- _The input_
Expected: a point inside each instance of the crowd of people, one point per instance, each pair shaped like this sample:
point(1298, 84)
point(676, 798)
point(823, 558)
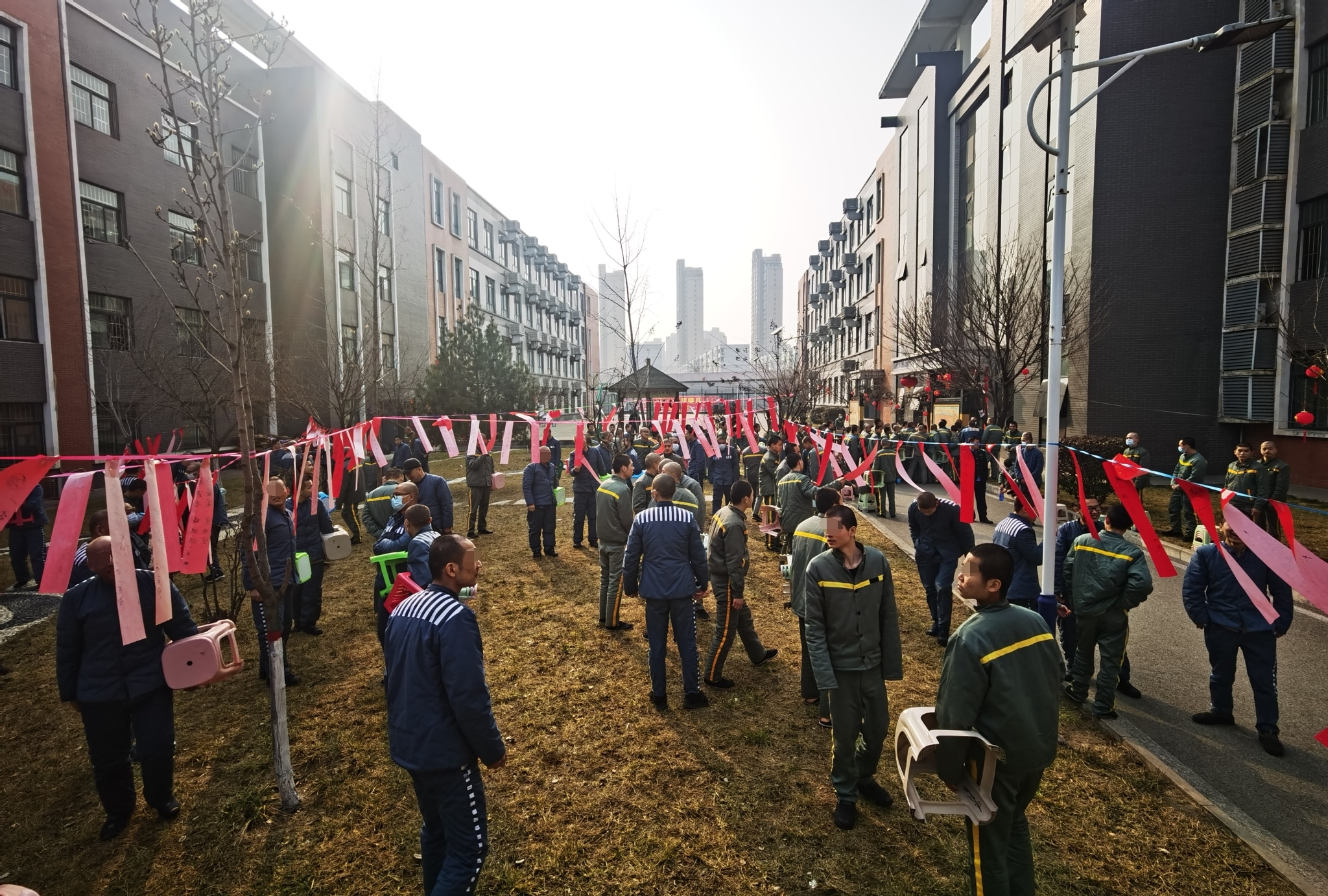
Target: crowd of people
point(639, 502)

- _Task directions_
Can you write out all of the data above again, each line's instructions included, raising every coordinate in the answer points by 10 while keeping the sample points unchanged? Leave the pictures out.

- _Result for this task_
Expected: a point inside each instance of the crowd of people, one point per instance, each pair shaped like this sample:
point(1298, 84)
point(676, 798)
point(823, 558)
Target: crowd of people
point(649, 512)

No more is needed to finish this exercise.